Copy the listing below line for line without changing anything, and leave out the pictures.
Start SUPPLIED RECORDS
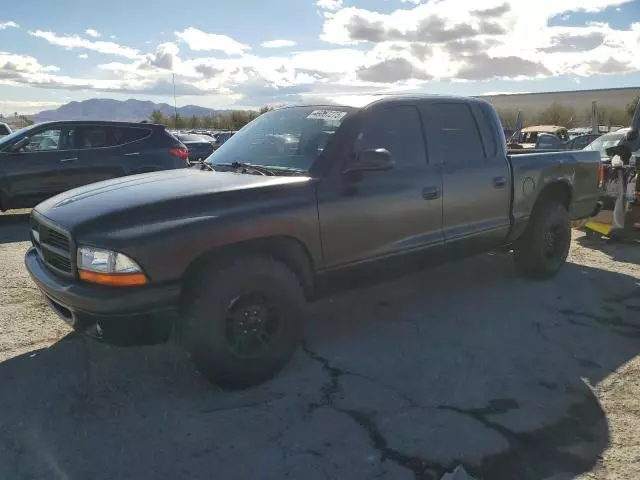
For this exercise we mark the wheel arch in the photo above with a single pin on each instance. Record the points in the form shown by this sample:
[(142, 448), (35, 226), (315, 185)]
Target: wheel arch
[(286, 249)]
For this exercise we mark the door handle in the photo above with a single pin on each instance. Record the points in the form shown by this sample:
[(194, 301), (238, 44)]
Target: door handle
[(430, 193), (499, 182)]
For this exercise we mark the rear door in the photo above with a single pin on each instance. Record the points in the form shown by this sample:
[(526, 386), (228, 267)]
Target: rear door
[(383, 213), (32, 174), (475, 175)]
End SUPPLIED RECORDS
▶ [COMPLETE OUTPUT]:
For this exercise we mark the wheel arch in the photo above with a single pin on each instance. Record the points in the form shown by this sample:
[(142, 448), (35, 226), (315, 185)]
Target: wheel arch
[(286, 249)]
For this exercise we mark the door handle in the photo above with a single pin on each instance. Record the points in the form shown by this sample:
[(194, 301), (238, 44)]
Target: door handle
[(430, 193), (499, 182)]
For this exercise we mark the rear door in the photo above with a single pin on each instance. Record the points in the form shown by this sample:
[(526, 386), (228, 267)]
Target: rear door
[(383, 213), (32, 174), (475, 175)]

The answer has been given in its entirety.